◆ The task:
Word for word, retype the lines from the one containing "Task: set one pin on each instance of the ceiling" to the last line of the data below, both ends included.

Records excerpted from a collection:
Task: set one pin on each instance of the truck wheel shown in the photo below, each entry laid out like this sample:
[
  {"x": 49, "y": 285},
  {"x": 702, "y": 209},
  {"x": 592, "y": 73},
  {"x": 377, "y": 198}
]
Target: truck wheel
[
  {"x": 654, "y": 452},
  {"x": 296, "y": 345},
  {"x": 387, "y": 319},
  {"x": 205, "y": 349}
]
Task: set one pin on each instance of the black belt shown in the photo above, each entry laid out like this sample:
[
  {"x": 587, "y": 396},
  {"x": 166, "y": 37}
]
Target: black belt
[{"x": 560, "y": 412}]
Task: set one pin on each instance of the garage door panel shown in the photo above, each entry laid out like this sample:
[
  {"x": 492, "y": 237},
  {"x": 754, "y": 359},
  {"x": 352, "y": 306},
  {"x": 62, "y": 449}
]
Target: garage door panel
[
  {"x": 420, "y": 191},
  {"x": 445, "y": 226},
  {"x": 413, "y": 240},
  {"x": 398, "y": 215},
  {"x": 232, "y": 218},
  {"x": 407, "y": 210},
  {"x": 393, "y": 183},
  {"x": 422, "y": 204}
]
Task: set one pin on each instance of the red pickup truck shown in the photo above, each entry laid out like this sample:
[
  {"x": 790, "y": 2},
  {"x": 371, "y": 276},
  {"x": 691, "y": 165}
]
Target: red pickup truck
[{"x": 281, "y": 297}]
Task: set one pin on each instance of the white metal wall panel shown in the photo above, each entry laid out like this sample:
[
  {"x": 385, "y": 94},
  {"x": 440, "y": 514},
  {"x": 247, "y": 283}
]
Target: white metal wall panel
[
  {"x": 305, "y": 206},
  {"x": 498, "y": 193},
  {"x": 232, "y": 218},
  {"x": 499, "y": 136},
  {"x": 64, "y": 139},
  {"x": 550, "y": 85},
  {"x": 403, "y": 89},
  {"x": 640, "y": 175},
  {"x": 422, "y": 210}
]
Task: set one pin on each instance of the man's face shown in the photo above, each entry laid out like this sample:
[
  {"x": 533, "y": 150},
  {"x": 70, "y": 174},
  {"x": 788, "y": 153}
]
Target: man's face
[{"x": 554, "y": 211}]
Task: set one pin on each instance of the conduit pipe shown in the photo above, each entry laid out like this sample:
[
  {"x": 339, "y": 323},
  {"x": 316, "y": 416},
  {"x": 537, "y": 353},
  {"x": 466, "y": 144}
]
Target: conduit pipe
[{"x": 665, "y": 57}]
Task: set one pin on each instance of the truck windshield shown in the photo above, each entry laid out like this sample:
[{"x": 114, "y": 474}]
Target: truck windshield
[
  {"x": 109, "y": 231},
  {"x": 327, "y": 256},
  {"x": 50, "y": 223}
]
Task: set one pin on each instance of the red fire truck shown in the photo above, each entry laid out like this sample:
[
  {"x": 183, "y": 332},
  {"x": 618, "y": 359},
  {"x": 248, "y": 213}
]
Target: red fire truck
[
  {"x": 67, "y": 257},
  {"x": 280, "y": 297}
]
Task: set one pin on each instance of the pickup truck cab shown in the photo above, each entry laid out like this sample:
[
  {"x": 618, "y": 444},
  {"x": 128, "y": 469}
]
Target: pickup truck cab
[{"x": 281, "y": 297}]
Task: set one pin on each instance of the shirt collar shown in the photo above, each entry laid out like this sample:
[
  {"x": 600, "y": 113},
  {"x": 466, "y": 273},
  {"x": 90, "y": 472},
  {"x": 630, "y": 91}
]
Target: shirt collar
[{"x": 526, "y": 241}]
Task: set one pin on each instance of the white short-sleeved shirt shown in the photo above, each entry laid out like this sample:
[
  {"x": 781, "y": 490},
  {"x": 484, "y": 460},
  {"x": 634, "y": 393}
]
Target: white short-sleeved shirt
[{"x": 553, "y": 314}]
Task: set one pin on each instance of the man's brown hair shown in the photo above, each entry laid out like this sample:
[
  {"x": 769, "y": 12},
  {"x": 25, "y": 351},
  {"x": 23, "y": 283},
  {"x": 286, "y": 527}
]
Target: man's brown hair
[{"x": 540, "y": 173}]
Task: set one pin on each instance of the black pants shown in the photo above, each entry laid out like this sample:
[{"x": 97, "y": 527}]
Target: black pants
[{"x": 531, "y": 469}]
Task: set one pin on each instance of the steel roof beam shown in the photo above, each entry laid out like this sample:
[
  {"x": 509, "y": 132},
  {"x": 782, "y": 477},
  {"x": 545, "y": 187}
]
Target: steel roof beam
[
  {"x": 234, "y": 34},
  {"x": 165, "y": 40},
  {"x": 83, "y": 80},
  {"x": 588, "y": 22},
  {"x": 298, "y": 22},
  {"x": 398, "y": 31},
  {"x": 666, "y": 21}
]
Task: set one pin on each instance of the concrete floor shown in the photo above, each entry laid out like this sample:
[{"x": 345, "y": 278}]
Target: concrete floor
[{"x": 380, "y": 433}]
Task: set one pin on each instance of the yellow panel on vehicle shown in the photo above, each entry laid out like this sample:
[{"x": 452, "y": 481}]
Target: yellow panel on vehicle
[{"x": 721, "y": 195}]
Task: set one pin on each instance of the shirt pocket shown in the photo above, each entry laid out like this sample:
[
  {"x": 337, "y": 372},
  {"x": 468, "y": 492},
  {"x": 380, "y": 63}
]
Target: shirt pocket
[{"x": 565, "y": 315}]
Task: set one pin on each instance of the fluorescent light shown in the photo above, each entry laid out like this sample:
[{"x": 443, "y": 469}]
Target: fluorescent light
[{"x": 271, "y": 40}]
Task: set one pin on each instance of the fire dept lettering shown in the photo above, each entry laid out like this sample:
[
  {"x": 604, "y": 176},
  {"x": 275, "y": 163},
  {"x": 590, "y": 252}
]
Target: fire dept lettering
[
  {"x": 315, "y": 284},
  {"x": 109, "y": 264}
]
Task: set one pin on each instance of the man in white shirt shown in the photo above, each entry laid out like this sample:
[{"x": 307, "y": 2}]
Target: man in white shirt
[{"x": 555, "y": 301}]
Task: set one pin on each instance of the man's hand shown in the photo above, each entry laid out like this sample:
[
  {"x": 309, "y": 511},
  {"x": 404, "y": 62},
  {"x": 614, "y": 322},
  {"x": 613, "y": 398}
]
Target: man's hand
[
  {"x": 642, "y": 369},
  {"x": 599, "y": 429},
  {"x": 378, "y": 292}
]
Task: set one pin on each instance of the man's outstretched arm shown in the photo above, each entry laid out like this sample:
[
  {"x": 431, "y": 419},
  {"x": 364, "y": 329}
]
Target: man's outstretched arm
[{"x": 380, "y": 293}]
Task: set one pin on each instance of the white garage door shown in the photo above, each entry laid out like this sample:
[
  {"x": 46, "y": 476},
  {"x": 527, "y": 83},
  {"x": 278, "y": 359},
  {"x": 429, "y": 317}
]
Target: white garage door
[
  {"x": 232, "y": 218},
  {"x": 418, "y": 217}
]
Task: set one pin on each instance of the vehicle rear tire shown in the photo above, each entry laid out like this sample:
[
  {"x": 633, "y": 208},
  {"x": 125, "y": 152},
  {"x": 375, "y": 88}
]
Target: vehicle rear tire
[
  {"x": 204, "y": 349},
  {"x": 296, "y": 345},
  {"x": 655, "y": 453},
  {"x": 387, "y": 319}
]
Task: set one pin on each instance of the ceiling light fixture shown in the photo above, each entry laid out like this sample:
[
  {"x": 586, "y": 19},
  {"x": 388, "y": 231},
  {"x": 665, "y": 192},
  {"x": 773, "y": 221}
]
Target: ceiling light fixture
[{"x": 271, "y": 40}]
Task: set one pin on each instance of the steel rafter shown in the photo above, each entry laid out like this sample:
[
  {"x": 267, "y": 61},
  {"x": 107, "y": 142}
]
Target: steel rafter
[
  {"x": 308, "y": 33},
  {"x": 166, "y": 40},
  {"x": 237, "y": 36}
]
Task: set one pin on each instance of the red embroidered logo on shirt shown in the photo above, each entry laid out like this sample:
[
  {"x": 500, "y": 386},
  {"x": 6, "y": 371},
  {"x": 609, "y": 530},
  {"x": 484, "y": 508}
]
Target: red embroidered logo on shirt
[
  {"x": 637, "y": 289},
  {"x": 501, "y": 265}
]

◆ Solution:
Task: set one pin on each instance of the ceiling light fixture shown in the photo above, each entry laid out like this sample:
[
  {"x": 586, "y": 19},
  {"x": 388, "y": 231},
  {"x": 665, "y": 192},
  {"x": 773, "y": 221}
]
Target: ceiling light fixture
[{"x": 271, "y": 40}]
Task: set one pin on each instance of the steel rafter shown in the photo above, each entry laid out like this sample:
[
  {"x": 267, "y": 61},
  {"x": 107, "y": 142}
]
Target: steel rafter
[
  {"x": 308, "y": 33},
  {"x": 166, "y": 40},
  {"x": 237, "y": 36}
]
Task: set one pin on each instance of the red embroidered logo on shirt shown in the photo above, each entry laid out like this sample:
[
  {"x": 500, "y": 386},
  {"x": 6, "y": 371},
  {"x": 609, "y": 530},
  {"x": 484, "y": 508}
]
Target: red embroidered logo on shirt
[
  {"x": 637, "y": 289},
  {"x": 501, "y": 265}
]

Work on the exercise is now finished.